課題 A
記録のうち、文字列「sandwich」を含む行の数を数字だけで答えよ。

提示された本文
● ● ● ● ● ● ●

インド 国産SMRの開発も視野に
08 Aug 2023
インド初の100万kW級軽水炉を備えたロシア製のクダンクラム発電所 ©NPCIL
インド政府で原子力等の科学技術を担当するJ.シン閣外専管大臣は8月2日、議会下院における答弁の中で、国産小型モジュール炉(SMR)の開発に向けて、インド政府が諸外国と協力するオプションや法改正を通じて民間部門と協力する方策を検討中であることを明らかにした。
インド原子力省(DAE)は、現在合計出力748万kWの国内原子力発電を2031年までに約3倍の2,248万kWに増強する目標を設定。シン大臣によると、大型炉の建設を通じてこれを達成する方針に変わりないものの、政府はSMR建設の実行可能性や有効性を調査するロードマップの作成に向け、技術面の詳細を検討中である。
同大臣はまた、SMRは産業界の脱炭素化、その中でも電力の安定供給を必要とする産業にとって特に有望なエネルギー技術だと指摘。インドはクリーン・エネルギーへの移行を果たす一助としてSMRの開発方策を検討しており、その一つとして、民間部門やスタートアップ企業が開発に参加できるよう1962年原子力法の条文見直しを実施中だと説明した。
今年5月、インド政府の公共政策シンクタンクでN.モディ首相が会長を務める「インド改革国立研究委員会(NITI Aayog)」は、「エネルギーの移行におけるSMRの役割」と題する報告書を取りまとめた。同シンクタンクは、SMRの国内建設を成功裏に進めるには、民間部門による投資の活用が欠かせないと指摘している。

● ● ● ● ● ● ●

課題 B
上の本文について、次の記述がそれぞれ本文と合致するかを「はい」か「いいえ」で答え、判断の根拠となる本文の語句をそのまま引用せよ。(i) インド原子力省は、2031年までに国内原子力発電を約3倍の2,248万kWに増強する目標を設定している。(ii) シン大臣は、目標達成の手段を大型炉の建設からSMRの建設に切り替える方針だと述べた。(iii) NITI Aayogは、SMRの国内建設には民間部門による投資の活用が欠かせないと指摘している。

提供記録
● ● ● ● ● ● ●

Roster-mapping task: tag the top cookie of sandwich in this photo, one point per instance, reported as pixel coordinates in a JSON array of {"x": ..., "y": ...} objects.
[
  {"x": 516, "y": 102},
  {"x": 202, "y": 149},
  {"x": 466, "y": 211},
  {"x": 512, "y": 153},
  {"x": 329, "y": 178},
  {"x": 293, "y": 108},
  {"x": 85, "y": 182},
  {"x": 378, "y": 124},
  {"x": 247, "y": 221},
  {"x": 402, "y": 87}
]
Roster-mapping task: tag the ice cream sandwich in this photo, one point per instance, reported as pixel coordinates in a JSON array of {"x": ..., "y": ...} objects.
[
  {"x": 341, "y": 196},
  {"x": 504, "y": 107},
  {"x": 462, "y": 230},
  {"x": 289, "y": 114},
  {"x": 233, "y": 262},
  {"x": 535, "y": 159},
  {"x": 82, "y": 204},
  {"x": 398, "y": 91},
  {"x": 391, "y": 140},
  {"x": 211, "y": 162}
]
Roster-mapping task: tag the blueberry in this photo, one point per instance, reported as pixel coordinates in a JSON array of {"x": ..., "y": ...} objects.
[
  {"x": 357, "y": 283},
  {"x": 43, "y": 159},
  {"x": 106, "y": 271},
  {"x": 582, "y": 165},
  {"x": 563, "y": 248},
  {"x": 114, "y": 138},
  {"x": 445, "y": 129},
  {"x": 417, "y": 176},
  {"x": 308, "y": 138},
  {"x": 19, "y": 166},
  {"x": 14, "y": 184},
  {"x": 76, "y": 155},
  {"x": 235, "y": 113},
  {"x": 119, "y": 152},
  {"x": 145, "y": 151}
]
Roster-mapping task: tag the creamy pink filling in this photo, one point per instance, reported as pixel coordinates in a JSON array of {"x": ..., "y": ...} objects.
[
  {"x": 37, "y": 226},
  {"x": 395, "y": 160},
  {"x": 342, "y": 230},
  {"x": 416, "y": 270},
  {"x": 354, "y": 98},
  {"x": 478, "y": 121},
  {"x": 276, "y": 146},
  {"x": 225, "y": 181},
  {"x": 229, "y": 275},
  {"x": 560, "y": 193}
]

● ● ● ● ● ● ●

最終回答 A
2

最終回答 B
(i) はい。「現在合計出力748万kWの国内原子力発電を2031年までに約3倍の2,248万kWに増強する目標を設定」
(ii) いいえ。「大型炉の建設を通じてこれを達成する方針に変わりないものの」
(iii) はい。「SMRの国内建設を成功裏に進めるには、民間部門による投資の活用が欠かせないと指摘している」